■ **RECORDS FOR THE TASK**:
[Begin]

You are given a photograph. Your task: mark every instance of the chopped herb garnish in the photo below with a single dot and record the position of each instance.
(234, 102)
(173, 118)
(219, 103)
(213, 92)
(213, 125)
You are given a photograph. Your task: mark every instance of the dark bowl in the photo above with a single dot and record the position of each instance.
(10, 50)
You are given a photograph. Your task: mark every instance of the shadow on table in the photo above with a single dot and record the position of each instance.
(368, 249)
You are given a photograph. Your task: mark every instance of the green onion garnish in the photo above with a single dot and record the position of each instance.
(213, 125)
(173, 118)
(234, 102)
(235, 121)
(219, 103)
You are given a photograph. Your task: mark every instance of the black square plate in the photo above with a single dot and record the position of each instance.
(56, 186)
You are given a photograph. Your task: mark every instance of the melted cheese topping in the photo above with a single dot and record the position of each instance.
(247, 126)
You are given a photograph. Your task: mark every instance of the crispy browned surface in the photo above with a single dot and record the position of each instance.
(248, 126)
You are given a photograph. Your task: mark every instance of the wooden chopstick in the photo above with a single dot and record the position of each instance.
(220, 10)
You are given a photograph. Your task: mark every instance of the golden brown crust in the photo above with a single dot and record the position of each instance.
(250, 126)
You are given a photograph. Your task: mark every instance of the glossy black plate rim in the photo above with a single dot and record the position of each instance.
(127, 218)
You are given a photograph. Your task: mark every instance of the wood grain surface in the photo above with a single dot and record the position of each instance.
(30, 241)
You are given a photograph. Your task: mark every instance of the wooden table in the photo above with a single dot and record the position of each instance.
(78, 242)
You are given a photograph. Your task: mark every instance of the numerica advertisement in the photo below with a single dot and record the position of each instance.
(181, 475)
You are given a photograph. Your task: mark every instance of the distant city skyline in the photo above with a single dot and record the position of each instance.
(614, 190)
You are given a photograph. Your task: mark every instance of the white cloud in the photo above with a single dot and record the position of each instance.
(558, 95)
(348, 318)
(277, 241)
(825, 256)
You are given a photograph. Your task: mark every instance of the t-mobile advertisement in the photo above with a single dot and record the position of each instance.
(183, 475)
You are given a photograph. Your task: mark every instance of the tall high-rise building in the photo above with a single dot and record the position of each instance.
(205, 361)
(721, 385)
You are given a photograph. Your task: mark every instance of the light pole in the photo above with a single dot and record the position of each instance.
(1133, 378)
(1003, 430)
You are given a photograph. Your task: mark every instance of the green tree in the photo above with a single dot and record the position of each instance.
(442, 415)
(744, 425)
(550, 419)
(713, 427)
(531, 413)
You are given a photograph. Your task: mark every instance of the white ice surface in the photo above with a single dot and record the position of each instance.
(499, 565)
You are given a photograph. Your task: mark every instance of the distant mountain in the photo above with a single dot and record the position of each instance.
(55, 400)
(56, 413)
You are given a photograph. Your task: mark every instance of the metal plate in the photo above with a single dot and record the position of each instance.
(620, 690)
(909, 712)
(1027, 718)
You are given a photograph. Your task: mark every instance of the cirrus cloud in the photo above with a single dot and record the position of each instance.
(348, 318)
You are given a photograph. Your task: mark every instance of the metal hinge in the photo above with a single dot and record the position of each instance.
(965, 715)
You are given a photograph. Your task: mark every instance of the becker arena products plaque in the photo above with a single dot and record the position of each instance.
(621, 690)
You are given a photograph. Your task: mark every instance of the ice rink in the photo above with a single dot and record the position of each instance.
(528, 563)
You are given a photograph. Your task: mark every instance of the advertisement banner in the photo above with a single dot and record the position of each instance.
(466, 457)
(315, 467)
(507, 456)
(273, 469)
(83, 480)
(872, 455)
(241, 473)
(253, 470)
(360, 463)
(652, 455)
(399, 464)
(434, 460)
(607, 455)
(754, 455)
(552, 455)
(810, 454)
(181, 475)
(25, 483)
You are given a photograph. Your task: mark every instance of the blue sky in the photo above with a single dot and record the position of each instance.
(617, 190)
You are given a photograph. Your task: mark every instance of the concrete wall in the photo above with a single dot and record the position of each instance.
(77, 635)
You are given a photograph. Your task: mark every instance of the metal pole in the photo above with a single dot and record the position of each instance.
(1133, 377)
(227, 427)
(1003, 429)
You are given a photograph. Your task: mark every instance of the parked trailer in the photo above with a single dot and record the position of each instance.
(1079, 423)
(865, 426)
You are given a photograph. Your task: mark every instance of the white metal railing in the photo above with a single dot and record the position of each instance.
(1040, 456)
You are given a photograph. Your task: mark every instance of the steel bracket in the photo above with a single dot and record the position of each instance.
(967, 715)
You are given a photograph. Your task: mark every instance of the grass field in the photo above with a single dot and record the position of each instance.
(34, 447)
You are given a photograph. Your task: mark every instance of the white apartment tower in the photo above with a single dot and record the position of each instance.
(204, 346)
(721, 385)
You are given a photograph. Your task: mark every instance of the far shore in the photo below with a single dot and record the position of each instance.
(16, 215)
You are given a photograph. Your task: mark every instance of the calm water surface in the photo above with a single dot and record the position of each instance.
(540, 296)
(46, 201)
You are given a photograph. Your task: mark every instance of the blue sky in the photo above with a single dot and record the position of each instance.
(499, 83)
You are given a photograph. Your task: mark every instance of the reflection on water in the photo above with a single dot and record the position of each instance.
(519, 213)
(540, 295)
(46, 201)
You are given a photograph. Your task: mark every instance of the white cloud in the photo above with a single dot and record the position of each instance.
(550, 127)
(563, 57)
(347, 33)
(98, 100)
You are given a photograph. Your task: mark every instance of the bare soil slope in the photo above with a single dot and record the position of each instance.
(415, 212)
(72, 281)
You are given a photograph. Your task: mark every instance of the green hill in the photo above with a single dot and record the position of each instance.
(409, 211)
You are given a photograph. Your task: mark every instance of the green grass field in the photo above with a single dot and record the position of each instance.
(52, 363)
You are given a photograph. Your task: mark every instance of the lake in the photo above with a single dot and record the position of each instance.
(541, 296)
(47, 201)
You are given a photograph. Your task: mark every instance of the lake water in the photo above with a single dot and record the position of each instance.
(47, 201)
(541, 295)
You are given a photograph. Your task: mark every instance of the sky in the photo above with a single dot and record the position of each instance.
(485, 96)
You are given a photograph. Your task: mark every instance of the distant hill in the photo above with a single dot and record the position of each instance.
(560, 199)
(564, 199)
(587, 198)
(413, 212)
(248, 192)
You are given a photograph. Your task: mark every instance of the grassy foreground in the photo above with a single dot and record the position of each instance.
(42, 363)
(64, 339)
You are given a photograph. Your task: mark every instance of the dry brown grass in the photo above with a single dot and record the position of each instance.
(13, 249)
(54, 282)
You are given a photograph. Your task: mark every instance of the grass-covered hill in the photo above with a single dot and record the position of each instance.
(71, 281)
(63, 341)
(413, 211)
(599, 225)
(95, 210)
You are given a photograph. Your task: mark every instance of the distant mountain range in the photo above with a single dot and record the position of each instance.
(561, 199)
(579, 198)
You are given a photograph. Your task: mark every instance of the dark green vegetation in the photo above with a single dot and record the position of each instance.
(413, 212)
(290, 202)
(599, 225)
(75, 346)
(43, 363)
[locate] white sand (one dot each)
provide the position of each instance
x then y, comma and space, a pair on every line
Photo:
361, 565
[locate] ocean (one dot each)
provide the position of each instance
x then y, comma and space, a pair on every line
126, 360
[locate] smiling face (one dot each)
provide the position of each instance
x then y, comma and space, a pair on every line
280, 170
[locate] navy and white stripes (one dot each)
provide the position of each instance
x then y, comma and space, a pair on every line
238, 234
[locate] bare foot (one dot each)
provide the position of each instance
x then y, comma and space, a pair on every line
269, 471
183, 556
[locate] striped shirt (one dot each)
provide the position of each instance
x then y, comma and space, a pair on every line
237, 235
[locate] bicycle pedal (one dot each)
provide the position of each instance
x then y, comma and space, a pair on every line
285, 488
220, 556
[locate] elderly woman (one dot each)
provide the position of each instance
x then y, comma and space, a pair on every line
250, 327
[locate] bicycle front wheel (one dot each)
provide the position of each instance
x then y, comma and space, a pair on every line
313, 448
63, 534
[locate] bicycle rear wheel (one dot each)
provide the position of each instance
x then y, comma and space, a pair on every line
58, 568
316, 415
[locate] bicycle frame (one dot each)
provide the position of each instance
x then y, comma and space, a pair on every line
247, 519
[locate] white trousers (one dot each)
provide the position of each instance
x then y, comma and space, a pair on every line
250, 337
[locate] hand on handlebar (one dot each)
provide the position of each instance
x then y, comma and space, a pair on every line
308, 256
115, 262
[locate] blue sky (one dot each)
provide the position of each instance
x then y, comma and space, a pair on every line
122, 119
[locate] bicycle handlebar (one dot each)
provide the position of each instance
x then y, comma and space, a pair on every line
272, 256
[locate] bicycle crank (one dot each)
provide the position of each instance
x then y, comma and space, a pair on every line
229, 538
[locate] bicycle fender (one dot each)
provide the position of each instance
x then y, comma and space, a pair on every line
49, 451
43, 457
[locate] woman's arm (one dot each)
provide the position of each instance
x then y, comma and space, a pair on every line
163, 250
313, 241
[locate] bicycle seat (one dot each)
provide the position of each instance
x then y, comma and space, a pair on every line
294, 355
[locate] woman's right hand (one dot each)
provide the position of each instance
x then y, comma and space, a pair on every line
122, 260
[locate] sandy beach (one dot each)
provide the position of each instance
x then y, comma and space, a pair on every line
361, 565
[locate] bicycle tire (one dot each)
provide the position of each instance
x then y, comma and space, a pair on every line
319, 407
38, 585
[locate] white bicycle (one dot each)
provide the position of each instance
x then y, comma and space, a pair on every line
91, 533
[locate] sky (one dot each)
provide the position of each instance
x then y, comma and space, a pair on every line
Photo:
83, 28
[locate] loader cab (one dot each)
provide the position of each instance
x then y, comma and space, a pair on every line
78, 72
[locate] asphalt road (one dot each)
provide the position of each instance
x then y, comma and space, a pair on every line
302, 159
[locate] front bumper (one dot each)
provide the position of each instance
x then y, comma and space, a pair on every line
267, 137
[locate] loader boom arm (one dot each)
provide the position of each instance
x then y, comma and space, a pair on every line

[End]

■ **TASK OBJECTIVE**:
Number the lines of the records from the one containing "[locate] asphalt road (one dot each)" through the very last line, and leave out any blank lines.

■ **SOLVED EXERCISE**:
1. [locate] asphalt road (one dot each)
2. provide the position of each instance
3. x then y, comma and space, a pair on every line
4. 302, 159
5. [locate] front bumper (one dot each)
6. provide the position of each instance
7. x then y, comma and space, a pair on every line
8. 267, 137
9. [locate] loader boom arm (one dot each)
10. provide the position of each instance
11. x then y, comma and space, a pair on every line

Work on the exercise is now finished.